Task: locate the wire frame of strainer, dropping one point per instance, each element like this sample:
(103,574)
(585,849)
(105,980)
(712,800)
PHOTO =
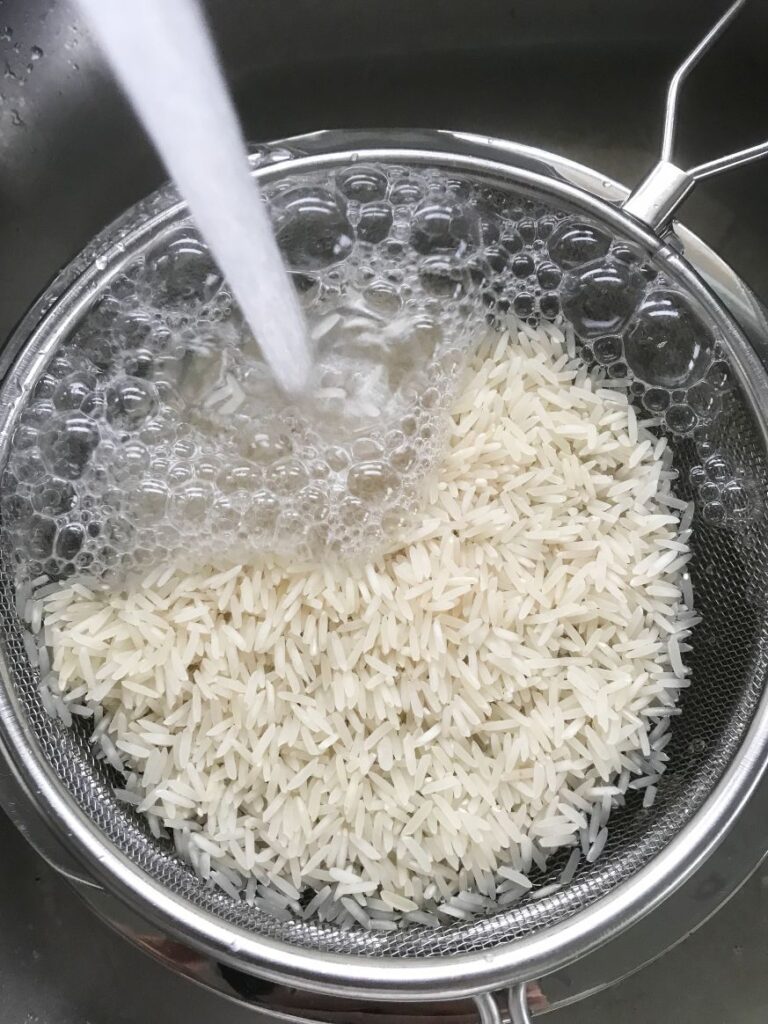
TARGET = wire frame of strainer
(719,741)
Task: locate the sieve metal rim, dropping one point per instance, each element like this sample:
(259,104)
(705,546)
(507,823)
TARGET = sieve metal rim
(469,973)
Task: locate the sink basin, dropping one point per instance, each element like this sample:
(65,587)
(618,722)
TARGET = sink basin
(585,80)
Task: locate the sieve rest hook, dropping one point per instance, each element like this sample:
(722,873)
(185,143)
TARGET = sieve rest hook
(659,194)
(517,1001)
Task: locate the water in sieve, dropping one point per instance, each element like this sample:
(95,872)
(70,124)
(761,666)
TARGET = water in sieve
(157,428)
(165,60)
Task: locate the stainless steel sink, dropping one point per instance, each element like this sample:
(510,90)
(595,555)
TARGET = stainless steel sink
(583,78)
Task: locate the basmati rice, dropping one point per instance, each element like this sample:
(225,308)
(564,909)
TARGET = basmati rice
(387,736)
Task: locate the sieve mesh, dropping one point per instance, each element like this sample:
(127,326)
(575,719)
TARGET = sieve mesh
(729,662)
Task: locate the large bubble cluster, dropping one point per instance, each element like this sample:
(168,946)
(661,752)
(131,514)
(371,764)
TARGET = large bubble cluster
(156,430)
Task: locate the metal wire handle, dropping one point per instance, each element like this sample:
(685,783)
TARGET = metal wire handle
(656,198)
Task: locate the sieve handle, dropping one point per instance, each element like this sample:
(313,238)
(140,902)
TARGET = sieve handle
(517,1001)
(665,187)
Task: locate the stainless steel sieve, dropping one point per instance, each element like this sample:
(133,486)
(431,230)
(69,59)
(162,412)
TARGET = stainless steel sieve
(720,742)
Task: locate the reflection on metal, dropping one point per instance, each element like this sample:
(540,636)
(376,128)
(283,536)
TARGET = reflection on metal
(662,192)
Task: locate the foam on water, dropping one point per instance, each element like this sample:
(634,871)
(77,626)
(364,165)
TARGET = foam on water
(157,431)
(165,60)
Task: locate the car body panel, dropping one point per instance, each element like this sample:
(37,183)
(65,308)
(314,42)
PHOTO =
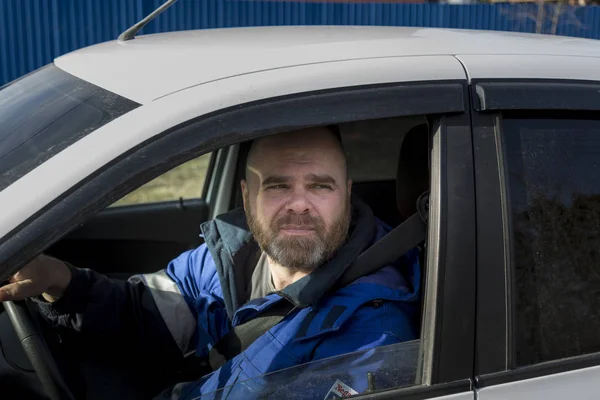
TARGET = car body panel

TASK GOAL.
Leave out the pictures and output the rest of the material exactly as written.

RESPONSE TO THE TASK.
Task: locate the wire frame of strainer, dropping one point per instance, each element like this sample:
(103,574)
(585,849)
(105,980)
(712,800)
PHOTO =
TARGET = wire frame of strainer
(719,741)
Task: locate the sieve metal rim, dropping one point per instance, each element like this sample:
(259,104)
(705,546)
(507,823)
TARGET = sieve metal rim
(469,973)
Task: locate the sink basin, dropping one point per instance, each element like this sample:
(65,587)
(618,722)
TARGET = sink basin
(585,80)
Task: locate the sieve rest hook, dropping one point per instance, each element like this sample:
(722,873)
(185,143)
TARGET = sieve rest hook
(659,194)
(517,1001)
Task: locate the water in sieve, dropping one point per instance, each element like this sample:
(95,872)
(70,124)
(761,666)
TARGET = water in sieve
(157,428)
(165,60)
Task: locate the stainless steel sink, dropping one point per instance, each element like this sample:
(510,90)
(595,555)
TARGET = stainless steel sink
(583,78)
Task: locate the basmati rice, dropping one point per instance, each element like this sample:
(225,308)
(564,909)
TARGET = basmati rice
(387,736)
Task: locate the sieve mesh, dropping one point per instance, each element like this sample:
(127,326)
(575,719)
TARGET = sieve mesh
(729,662)
Task: locate the large bubble cluster, dropping one point per instance, each element like this sample:
(168,946)
(661,752)
(131,514)
(371,764)
TARGET = large bubble cluster
(156,430)
Task: locate the metal wire handle, dropping one point per instance, each element like this sample:
(685,783)
TARGET = metal wire handle
(656,198)
Task: locate the sieve handle, dropping one point per instance, each element like this sample:
(313,238)
(140,902)
TARGET = sieve handle
(517,1001)
(665,187)
Task: locate the stainless steel sieve, dropping one point per instance, each element like this sample:
(133,486)
(431,230)
(69,59)
(162,412)
TARGET = stainless steel sieve
(720,742)
Task: locate the reflection on metal, dropping one point per instance, each element like this sample:
(540,636)
(376,128)
(283,536)
TARGET = reflection on metal
(662,192)
Task: locate the foam on water, dropping one point per instance, each element like this sample:
(634,871)
(77,626)
(364,165)
TARGET = foam on water
(157,431)
(165,60)
Task: locate the car body panel, dropping one point per instance, each element like this sample:
(37,183)
(65,308)
(314,42)
PHOTO =
TARGET = car body panel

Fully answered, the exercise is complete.